*PAGE EXTRACT*.
■ ■ ■
Maphis, the first in her low-income family to graduate college, applied. Now, she isn’t even entirely sure she can stay on this career path to do this work — or to mentor the next generation of scientists.
Peter Lurie, President and Executive Director, Center for Science in the Public Interest
In the 1980s, an HIV diagnosis was often a death sentence. Today, with treatment, people with the disease can expect to live long and relatively unimpacted lives.
Throughout those years of remarkable scientific accomplishment, Dr. Lurie has studied various aspects of HIV treatment and response — ranging from needle exchanges and foreign aid to HIV vaccine trials. Over the course of his decades-long career, he has worked with universities and government agencies alike — from the National Institute of Drug Abuse to the U.S. Food and Drug Administration — to understand the scope of the epidemic and advance new treatments.
His ongoing research funding on a grant where he serves as an advisor and consultant, which was arbitrarily cancelled by NIH, supported a likely first-of-its-kind study focused on over-the-counter access to PrEP — the pre-exposure prophylaxis use of anti-HIV drugs that has transformed the fight against HIV transmission since its introduction in 2012.
Despite Lurie’s research planning to assess PrEP’s impact on all patients, its mention of particularly vulnerable groups such as queer men and transgender women ran afoul of edicts against so-called “gender identity.” Apparently, to the administration, that was grounds for termination.
Katie Edwards, Social Work, University of Michigan
Studies suggest that one in six American women and one in 33 American men are the victim of sexual assault in their lifetimes. Rates are even higher among LGBTQ+ youth and youth of color.
Dr. Edwards studies how to prevent sexual violence. Her research looks at the causes and contexts of sexual assault to better develop interventions to both prevent sexual assault and to support survivors.
This grant from the NIH (one of six grants supporting Edwards’ research that the agency terminated) specifically looked at an understudied question: What factors increase risk for sexual assault among sexual minority men and how can we best support sexual minority men survivors of sexual assault? The research hoped to develop more effective interventions for that group — but apparently ran afoul of the White House’s agenda.
■ ■ ■
*REQUIRED ACTION A*. From the passage on cancelled research grants, write out the part that opens with the words containing "Despite Lurie’s research" and closes with "youth of color.".
*REQUIRED ACTION B*. Name every person the passage on cancelled research grants mentions by name.
*REQUIRED ACTION C*. In the passage on cancelled research grants, how many grants supporting Edwards' research did the NIH terminate?

Recorded data
■ ■ ■
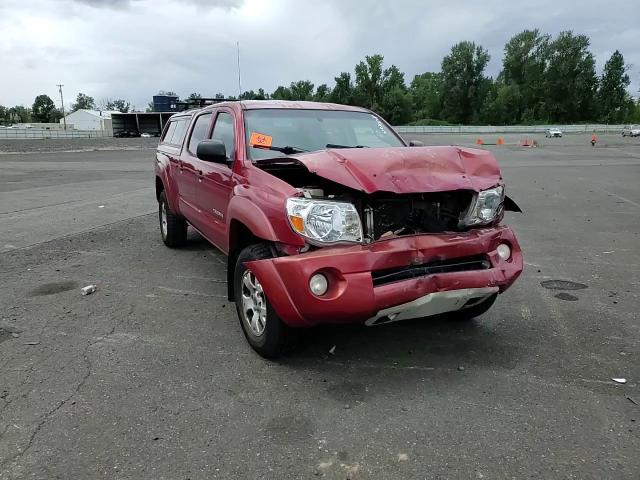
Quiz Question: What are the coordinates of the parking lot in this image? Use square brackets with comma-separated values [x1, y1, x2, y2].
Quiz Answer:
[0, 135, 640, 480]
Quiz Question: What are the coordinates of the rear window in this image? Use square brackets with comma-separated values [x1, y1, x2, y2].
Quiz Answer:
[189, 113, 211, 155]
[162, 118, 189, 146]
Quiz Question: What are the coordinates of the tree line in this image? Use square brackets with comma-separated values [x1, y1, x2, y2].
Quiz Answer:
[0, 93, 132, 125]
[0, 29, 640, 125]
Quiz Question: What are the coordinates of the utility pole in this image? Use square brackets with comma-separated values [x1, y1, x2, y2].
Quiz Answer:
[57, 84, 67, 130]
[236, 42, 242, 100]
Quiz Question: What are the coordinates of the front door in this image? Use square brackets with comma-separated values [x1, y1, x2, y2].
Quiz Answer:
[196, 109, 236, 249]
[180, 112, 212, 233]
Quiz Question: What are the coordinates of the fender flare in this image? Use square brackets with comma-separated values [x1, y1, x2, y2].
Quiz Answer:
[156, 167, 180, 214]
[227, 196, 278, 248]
■ ■ ■
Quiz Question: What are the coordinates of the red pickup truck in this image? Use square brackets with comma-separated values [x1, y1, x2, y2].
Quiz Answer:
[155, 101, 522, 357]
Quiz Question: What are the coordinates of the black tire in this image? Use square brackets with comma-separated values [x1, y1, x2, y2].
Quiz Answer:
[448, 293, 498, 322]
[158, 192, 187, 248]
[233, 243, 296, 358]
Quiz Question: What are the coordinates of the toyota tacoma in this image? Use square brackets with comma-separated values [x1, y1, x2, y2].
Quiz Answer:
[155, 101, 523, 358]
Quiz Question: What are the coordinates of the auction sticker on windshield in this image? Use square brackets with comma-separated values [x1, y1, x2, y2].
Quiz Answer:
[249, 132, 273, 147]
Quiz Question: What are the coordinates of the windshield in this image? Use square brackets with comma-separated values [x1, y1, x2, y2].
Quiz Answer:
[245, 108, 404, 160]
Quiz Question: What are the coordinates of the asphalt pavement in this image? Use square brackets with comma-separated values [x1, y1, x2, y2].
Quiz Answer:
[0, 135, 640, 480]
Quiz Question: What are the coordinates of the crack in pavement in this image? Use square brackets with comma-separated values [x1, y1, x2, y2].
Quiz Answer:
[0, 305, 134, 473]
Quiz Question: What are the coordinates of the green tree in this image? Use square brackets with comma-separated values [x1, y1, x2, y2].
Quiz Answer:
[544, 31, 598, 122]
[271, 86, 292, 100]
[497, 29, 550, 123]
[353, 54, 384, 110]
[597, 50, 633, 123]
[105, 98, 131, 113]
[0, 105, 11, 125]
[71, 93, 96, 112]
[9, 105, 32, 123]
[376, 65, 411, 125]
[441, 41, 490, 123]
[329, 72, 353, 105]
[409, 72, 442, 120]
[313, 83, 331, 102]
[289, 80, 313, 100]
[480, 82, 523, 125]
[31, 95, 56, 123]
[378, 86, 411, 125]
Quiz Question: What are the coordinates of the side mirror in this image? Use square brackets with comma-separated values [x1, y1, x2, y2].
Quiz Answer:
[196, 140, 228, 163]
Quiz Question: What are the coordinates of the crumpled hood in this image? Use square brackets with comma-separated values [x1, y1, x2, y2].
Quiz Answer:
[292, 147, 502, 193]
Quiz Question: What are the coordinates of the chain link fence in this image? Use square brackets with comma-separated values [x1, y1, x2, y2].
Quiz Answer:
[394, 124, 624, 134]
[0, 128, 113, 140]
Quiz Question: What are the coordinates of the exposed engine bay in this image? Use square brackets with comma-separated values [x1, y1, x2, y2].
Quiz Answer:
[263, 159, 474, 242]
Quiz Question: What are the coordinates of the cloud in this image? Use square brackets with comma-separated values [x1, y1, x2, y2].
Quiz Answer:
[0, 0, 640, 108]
■ ■ ■
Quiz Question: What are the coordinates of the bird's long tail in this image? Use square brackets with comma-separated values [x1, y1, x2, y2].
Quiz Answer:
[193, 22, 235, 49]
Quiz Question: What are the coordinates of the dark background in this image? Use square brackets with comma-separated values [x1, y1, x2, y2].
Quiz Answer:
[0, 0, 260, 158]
■ ■ ■
*YOUR RESPONSE A*.
Despite Lurie’s research planning to assess PrEP’s impact on all patients, its mention of particularly vulnerable groups such as queer men and transgender women ran afoul of edicts against so-called “gender identity.” Apparently, to the administration, that was grounds for termination.
Katie Edwards, Social Work, University of Michigan
Studies suggest that one in six American women and one in 33 American men are the victim of sexual assault in their lifetimes. Rates are even higher among LGBTQ+ youth and youth of color.

*YOUR RESPONSE B*. Maphis, Peter Lurie, Katie Edwards

*YOUR RESPONSE C*. Six